§ Source excerpt
_ _ _ _
# Amber Jack season 2018



## softbutchharley (Jan 19, 2016)

Getting ready for snapper in May and Amberjack. Got my snapper spots pretty well down....wondering if I can get to some AJ's without going a thousand miles off shore  To be precise, the Mass in Pensacola pass. I know this is a very popular fishing spot, and I am just this year getting my way around. I know there will be a fleet out on any closer in spots. I can deal with it. NOGT asking for specific locations here, just a general question out to those familiar with that reef ( The USS Massachusetts) and whether or not folks pull and AJ's from there. I know the cobias go thru, the kings of course, and I believe it will hold snappers and grouper. Just interested in AJ's around that reef. Anyone ? TY and have a great Christmas and happy holidays.


----------



## DreamWeaver21 (Oct 3, 2007)

Not very likely, as in almost impossible. Some of the 9-15 mile reefs will have AJs on them but the vast majority will be undersize. IMO to have a decent chance at legal AJs, you really need to look 20+ miles out in water over 130ft deep.

Yes every once in a while someone catches a good one on the freighter but in general 20+miles, 130+feet, big structure, and live bait = AJ


----------



## ThaFish (Feb 27, 2013)

DreamWeaver21 said:


> Not very likely, as in almost impossible. Some of the 9-15 mile reefs will have AJs on them but the vast majority will be undersize. IMO to have a decent chance at legal AJs, you really need to look 20+ miles out in water over 130ft deep.
_ _ _ _
§ Exercise instructions
**1)** In the amberjack fishing thread, reproduce the passage between "Getting ready for" and "and happy holidays.", inclusive, substituting "wreck" for "reef".
**2)** Carry the amberjack fishing thread on from the point where it stops.
The lines that follow have nothing to do with the amberjack fishing thread.

§ Dataset rows
_ _ _ _
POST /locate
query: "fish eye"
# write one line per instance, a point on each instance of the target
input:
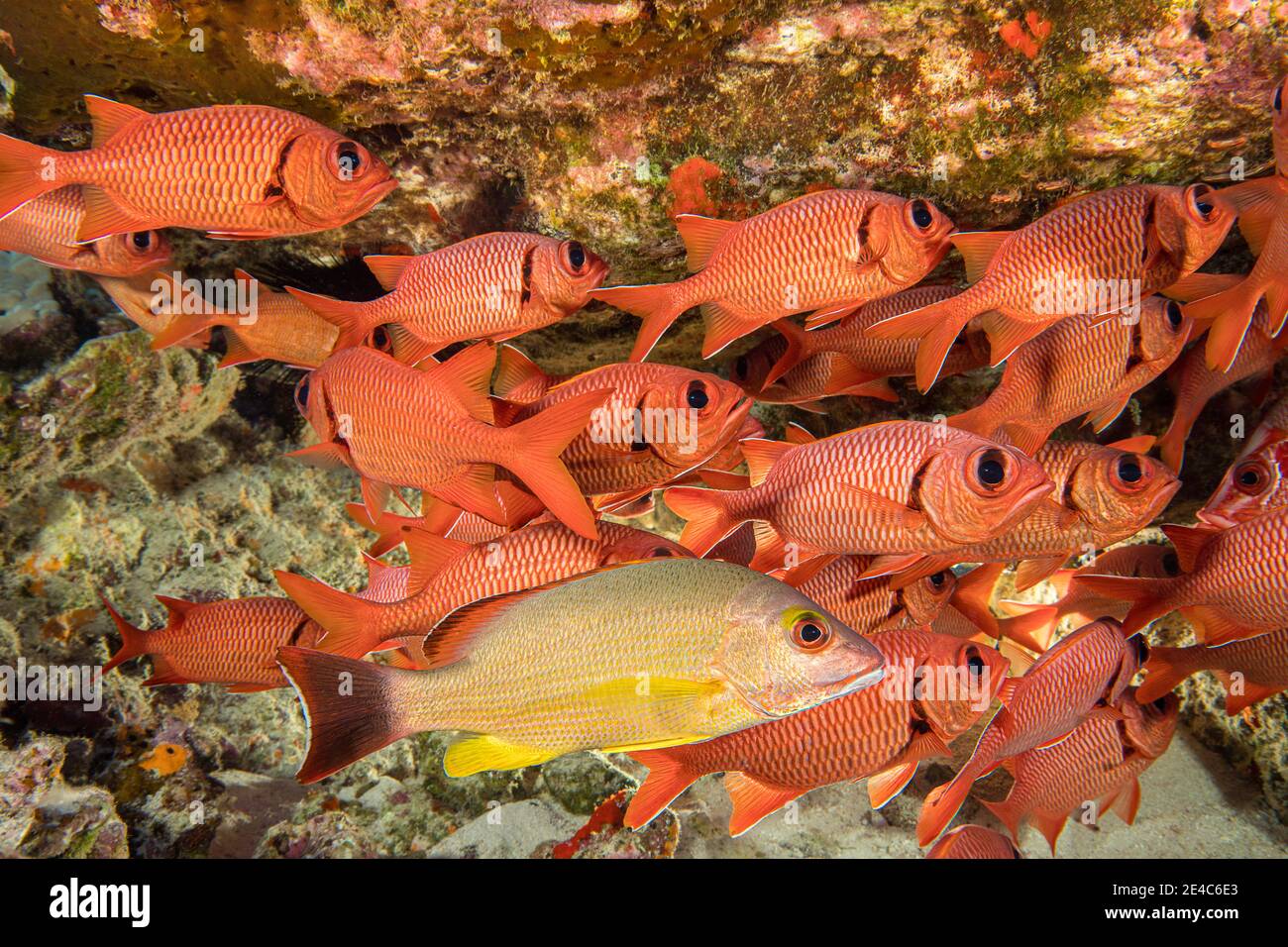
(921, 215)
(697, 395)
(348, 159)
(1250, 476)
(1128, 470)
(991, 470)
(810, 633)
(575, 254)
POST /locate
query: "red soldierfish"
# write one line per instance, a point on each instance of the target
(1234, 583)
(1249, 671)
(1094, 256)
(492, 286)
(1034, 624)
(1262, 206)
(433, 431)
(935, 688)
(1081, 365)
(233, 642)
(1257, 480)
(236, 171)
(973, 841)
(827, 252)
(47, 228)
(900, 487)
(1098, 764)
(1056, 693)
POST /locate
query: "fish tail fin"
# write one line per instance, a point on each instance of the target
(535, 449)
(706, 514)
(1231, 313)
(941, 804)
(658, 304)
(1030, 625)
(22, 172)
(1164, 669)
(668, 777)
(342, 313)
(133, 639)
(1149, 596)
(344, 723)
(936, 326)
(793, 355)
(1009, 814)
(352, 624)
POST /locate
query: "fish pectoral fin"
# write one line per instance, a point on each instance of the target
(890, 783)
(890, 510)
(481, 754)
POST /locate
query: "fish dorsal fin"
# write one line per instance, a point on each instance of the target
(761, 455)
(1189, 541)
(700, 235)
(978, 249)
(798, 434)
(386, 268)
(108, 118)
(515, 368)
(468, 375)
(429, 554)
(176, 609)
(890, 783)
(454, 637)
(1141, 444)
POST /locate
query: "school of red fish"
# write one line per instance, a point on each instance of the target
(825, 616)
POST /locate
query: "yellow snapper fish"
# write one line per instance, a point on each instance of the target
(636, 656)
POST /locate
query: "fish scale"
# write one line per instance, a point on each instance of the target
(846, 738)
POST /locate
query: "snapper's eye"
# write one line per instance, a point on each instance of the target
(697, 395)
(918, 211)
(1250, 476)
(348, 161)
(810, 631)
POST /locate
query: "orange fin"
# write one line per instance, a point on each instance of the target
(754, 800)
(657, 304)
(344, 724)
(668, 777)
(386, 269)
(700, 235)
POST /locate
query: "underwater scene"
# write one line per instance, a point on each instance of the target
(645, 429)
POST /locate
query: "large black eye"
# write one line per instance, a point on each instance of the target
(348, 159)
(697, 395)
(576, 256)
(921, 215)
(991, 470)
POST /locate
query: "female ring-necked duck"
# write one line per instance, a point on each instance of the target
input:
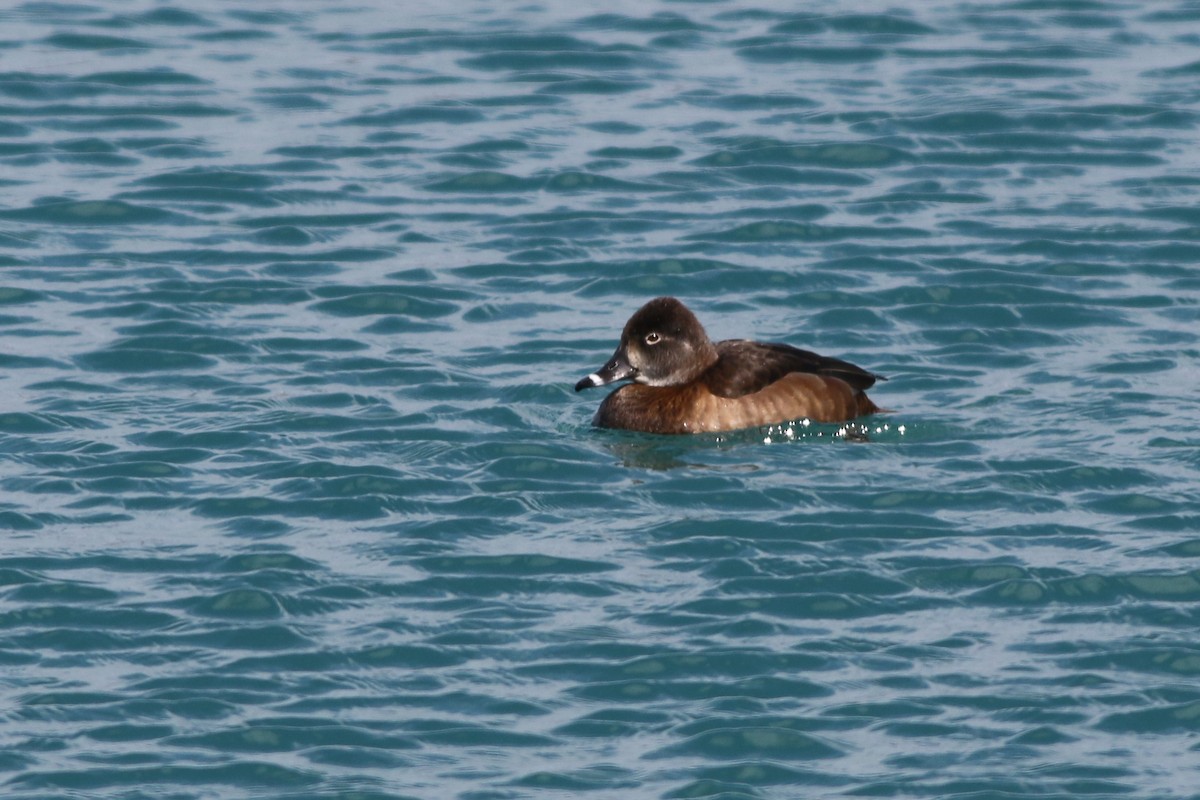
(683, 383)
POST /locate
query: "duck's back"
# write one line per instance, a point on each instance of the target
(751, 384)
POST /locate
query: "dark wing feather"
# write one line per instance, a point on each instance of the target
(745, 367)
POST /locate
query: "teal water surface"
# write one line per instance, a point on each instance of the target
(297, 500)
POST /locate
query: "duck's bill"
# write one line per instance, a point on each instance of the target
(617, 368)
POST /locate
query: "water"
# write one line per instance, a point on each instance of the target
(298, 500)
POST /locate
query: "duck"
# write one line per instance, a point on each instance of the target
(683, 383)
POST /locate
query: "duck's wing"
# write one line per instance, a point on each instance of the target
(744, 367)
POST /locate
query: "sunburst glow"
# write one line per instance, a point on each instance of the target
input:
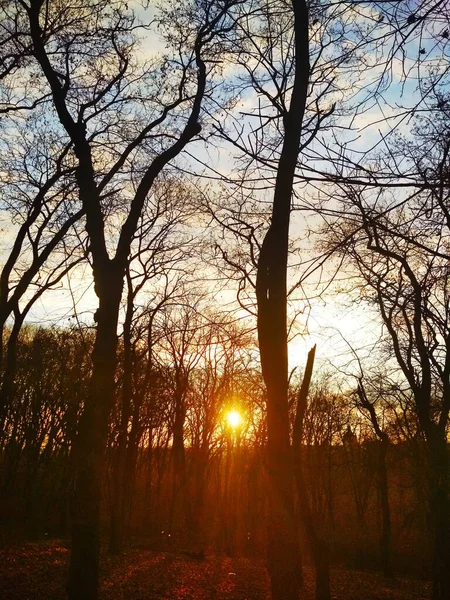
(234, 418)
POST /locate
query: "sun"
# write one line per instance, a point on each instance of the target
(234, 419)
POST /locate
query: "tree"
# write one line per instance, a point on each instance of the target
(85, 57)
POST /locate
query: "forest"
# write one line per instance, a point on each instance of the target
(224, 299)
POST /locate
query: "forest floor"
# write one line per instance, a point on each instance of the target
(37, 571)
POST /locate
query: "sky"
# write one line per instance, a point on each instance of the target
(331, 322)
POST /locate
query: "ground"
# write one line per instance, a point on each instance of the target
(36, 571)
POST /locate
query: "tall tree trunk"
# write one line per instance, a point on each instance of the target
(89, 450)
(119, 467)
(385, 539)
(271, 292)
(440, 511)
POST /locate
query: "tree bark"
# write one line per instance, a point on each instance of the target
(90, 448)
(440, 511)
(385, 539)
(271, 292)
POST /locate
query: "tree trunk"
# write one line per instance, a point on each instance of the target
(89, 450)
(271, 292)
(385, 540)
(440, 511)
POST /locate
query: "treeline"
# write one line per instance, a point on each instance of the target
(206, 490)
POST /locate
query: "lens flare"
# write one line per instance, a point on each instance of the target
(234, 418)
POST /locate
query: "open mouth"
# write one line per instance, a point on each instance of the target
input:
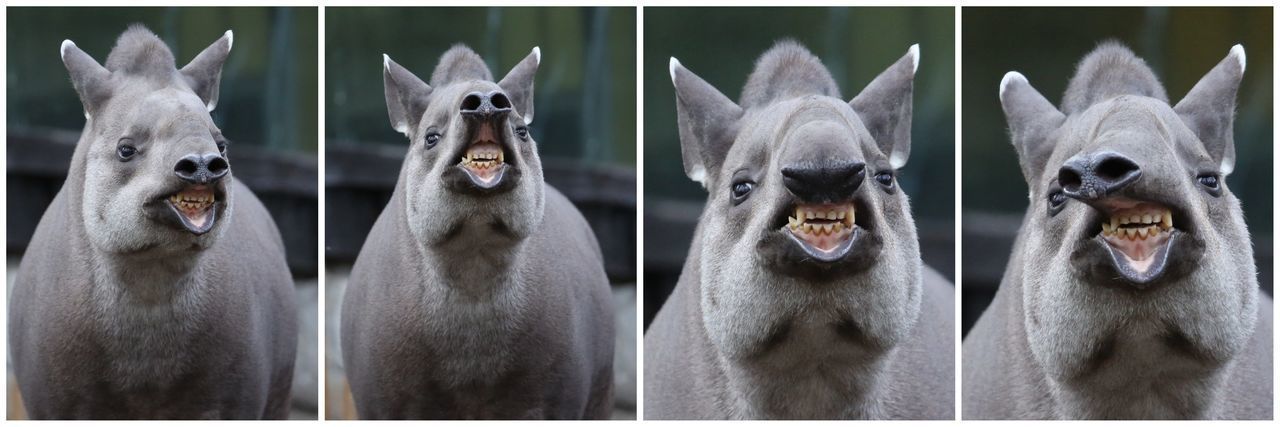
(484, 160)
(195, 209)
(1138, 235)
(824, 232)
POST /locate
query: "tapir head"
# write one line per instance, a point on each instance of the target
(805, 223)
(471, 163)
(1133, 240)
(155, 168)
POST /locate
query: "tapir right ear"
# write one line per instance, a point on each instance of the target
(406, 96)
(1031, 122)
(88, 77)
(708, 123)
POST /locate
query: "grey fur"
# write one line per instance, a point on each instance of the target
(741, 339)
(475, 307)
(1061, 343)
(115, 315)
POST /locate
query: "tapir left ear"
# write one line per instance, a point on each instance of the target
(1208, 109)
(885, 108)
(519, 85)
(205, 72)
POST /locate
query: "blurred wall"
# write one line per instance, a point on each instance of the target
(1045, 44)
(585, 102)
(266, 108)
(721, 45)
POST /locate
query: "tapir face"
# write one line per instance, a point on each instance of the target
(1136, 249)
(155, 168)
(805, 234)
(472, 164)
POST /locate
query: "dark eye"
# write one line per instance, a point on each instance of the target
(1211, 183)
(741, 189)
(126, 151)
(1056, 200)
(885, 179)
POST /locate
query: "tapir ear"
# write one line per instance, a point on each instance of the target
(707, 119)
(406, 96)
(1031, 119)
(519, 85)
(885, 108)
(1208, 109)
(205, 72)
(88, 77)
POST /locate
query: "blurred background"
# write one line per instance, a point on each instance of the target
(1045, 44)
(266, 108)
(585, 132)
(721, 45)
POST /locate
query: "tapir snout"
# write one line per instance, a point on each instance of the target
(201, 169)
(1092, 175)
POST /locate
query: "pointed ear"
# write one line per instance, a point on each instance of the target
(205, 72)
(1031, 119)
(885, 108)
(519, 85)
(1208, 109)
(708, 123)
(88, 77)
(406, 96)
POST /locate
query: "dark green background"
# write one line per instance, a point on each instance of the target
(585, 86)
(268, 95)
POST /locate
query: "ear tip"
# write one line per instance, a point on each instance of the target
(672, 67)
(914, 51)
(1238, 51)
(1010, 78)
(62, 50)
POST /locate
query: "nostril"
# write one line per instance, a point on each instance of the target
(1115, 168)
(499, 101)
(471, 102)
(187, 166)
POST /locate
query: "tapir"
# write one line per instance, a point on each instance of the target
(480, 290)
(155, 285)
(1132, 290)
(804, 294)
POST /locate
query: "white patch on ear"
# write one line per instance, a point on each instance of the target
(699, 175)
(62, 51)
(672, 67)
(1009, 78)
(1239, 55)
(896, 160)
(915, 56)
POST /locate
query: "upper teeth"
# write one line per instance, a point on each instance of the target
(1138, 224)
(833, 219)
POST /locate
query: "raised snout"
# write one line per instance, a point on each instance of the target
(826, 182)
(201, 169)
(478, 105)
(1095, 175)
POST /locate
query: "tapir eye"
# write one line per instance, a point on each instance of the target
(432, 138)
(126, 150)
(741, 189)
(885, 179)
(1211, 184)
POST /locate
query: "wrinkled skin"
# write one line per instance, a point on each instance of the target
(1084, 331)
(480, 293)
(123, 307)
(766, 324)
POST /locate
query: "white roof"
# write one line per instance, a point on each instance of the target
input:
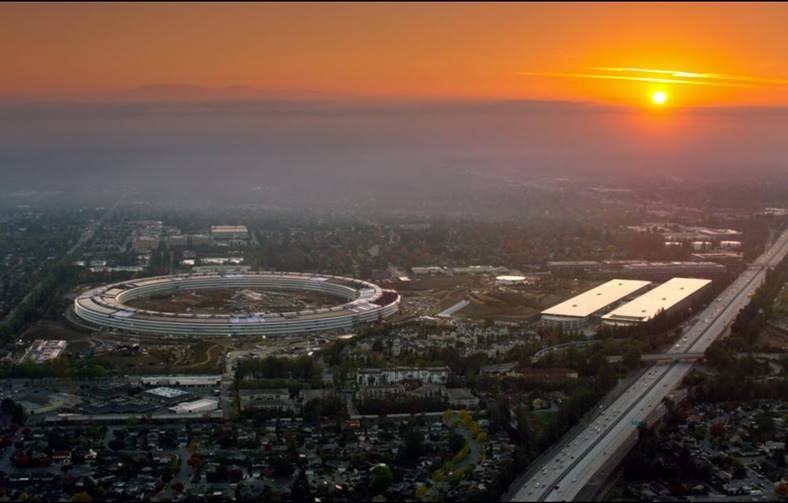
(591, 301)
(166, 392)
(661, 298)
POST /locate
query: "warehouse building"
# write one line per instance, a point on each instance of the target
(669, 296)
(576, 312)
(661, 271)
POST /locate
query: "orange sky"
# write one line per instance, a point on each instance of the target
(446, 50)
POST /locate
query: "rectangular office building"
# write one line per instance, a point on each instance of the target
(669, 296)
(575, 312)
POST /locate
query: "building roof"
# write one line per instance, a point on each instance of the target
(166, 392)
(591, 301)
(661, 298)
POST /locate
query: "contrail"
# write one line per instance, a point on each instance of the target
(683, 74)
(640, 79)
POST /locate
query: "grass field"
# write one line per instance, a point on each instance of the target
(545, 417)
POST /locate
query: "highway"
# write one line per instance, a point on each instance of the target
(86, 235)
(596, 447)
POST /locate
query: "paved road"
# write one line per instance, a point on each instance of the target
(594, 448)
(87, 234)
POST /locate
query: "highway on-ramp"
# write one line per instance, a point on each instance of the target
(565, 473)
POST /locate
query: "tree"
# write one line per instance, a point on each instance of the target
(414, 441)
(81, 497)
(456, 442)
(380, 478)
(631, 357)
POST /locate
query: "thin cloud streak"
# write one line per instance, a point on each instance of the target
(639, 79)
(683, 74)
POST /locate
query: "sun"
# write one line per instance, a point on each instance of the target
(659, 98)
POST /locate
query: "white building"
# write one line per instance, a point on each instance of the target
(197, 406)
(671, 295)
(229, 232)
(575, 312)
(383, 377)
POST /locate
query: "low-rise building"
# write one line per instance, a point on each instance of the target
(382, 377)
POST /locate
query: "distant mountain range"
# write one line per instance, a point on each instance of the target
(191, 92)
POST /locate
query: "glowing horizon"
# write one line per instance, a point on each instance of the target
(716, 54)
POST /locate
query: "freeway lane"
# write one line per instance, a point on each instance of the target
(563, 476)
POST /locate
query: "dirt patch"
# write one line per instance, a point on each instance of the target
(235, 300)
(54, 330)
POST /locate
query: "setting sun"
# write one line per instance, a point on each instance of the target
(659, 98)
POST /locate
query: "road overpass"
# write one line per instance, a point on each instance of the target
(662, 357)
(574, 468)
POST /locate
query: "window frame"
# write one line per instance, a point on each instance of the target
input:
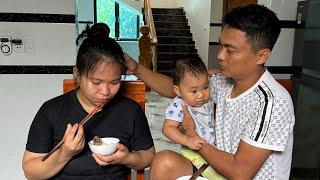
(117, 23)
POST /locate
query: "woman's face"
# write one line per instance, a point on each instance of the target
(101, 85)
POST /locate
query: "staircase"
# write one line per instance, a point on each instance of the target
(174, 37)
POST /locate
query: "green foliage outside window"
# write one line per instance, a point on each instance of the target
(127, 18)
(106, 14)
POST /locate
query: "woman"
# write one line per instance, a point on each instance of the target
(98, 70)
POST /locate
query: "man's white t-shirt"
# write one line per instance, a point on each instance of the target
(263, 117)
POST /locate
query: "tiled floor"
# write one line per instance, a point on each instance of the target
(155, 108)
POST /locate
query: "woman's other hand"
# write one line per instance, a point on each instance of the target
(74, 141)
(119, 157)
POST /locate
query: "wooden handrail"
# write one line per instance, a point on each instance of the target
(150, 22)
(148, 42)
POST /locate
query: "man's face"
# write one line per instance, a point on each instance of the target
(235, 57)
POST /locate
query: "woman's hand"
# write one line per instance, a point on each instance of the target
(131, 64)
(74, 141)
(119, 157)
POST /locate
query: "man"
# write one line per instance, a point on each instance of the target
(254, 114)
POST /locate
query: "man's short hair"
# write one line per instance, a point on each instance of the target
(261, 25)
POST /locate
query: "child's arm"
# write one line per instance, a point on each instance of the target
(171, 131)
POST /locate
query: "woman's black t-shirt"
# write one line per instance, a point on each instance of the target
(121, 117)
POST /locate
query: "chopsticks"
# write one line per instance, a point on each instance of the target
(199, 171)
(82, 122)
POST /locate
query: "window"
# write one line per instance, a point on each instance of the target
(123, 21)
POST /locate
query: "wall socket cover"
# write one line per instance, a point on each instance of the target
(19, 47)
(5, 45)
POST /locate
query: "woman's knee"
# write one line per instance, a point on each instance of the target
(169, 159)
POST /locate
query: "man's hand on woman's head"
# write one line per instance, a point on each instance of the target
(131, 64)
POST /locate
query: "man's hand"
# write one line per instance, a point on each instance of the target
(131, 64)
(195, 142)
(213, 71)
(187, 126)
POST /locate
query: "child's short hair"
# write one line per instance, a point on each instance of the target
(191, 64)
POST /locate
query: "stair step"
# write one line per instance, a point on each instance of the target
(166, 56)
(173, 32)
(169, 18)
(172, 25)
(177, 11)
(166, 72)
(175, 40)
(176, 48)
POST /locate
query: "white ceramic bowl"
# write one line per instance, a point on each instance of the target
(188, 177)
(108, 146)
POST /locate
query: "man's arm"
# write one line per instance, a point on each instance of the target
(135, 160)
(243, 165)
(158, 82)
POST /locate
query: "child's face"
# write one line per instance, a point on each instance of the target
(100, 86)
(195, 91)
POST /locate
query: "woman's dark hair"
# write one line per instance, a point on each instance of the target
(96, 46)
(261, 25)
(190, 64)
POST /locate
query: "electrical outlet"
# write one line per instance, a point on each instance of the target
(5, 45)
(18, 46)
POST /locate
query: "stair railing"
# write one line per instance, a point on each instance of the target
(148, 42)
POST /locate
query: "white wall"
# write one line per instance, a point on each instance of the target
(198, 14)
(21, 95)
(283, 49)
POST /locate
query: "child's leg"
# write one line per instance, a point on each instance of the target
(198, 161)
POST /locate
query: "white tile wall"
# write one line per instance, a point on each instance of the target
(21, 95)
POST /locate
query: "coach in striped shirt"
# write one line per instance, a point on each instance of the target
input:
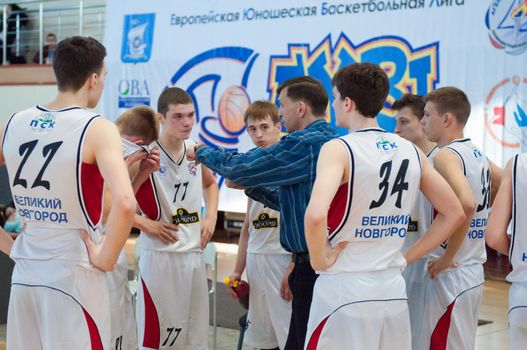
(281, 177)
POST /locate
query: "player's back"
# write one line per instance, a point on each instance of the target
(371, 210)
(518, 249)
(55, 192)
(476, 169)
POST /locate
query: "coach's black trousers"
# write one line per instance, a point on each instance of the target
(301, 281)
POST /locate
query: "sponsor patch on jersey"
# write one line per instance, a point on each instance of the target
_ _ _ _
§ Responses per task
**1)**
Getting ready for snapper in May and Amberjack. Got my snapper spots pretty well down....wondering if I can get to some AJ's without going a thousand miles off shore  To be precise, the Mass in Pensacola pass. I know this is a very popular fishing spot, and I am just this year getting my way around. I know there will be a fleet out on any closer in spots. I can deal with it. NOGT asking for specific locations here, just a general question out to those familiar with that wreck ( The USS Massachusetts) and whether or not folks pull and AJ's from there. I know the cobias go thru, the kings of course, and I believe it will hold snappers and grouper. Just interested in AJ's around that wreck. Anyone ? TY and have a great Christmas and happy holidays.

**2)**
> 
> Yes every once in a while someone catches a good one on the freighter but in general 20+miles, 130+feet, big structure, and live bait = AJ


I don't go offshore often, but in my experience, this is not true. Almost every time I have been at the freighter we have found good AJs, well over the legal size limit.

Maybe I have just been very lucky on the trips that I have been out there?


----------



## FenderBender (Oct 2, 2007)

What dream weaver says is 100% spot on. I would say you have zero chance of an AJ at the Massachusetts of any size. As in, you could fish there every single day for 5 years and I would put money on it that you would not catch one there. I would wager your odds to be much higher of catching a sailfish, Blackfin tuna, tarpon, mahi, or even a wahoo at the Massachusetts over an amberjack. I used to fish offshore a lot, and concur with dream weaver. Deep water over 100', tall structure, and big live baits or butterfly jigs are the ticket. If I was going on a trip specifically to target big AJ, I'd probably run close to 60 miles offshore. Sure, there are legal ones closer, but if you want a sure shot at a 50lb plus jack you need to run deep. I like 200 ft or more.


----------



## Realtor (Oct 1, 2007)

ThaFish said:


> I don't go offshore often, but in my experience, this is not true. Almost every time I have been at the freighter we have found good AJs, well over the legal size limit.
> 
> Maybe I have just been very lucky on the trips that I have been out there?


you have been lucky... lol better AJ's are south.... there are legal AJ,s in state waters, but I dont waste time looking for BIG AJ's in state waters....


----------



## softbutchharley (Jan 19, 2016)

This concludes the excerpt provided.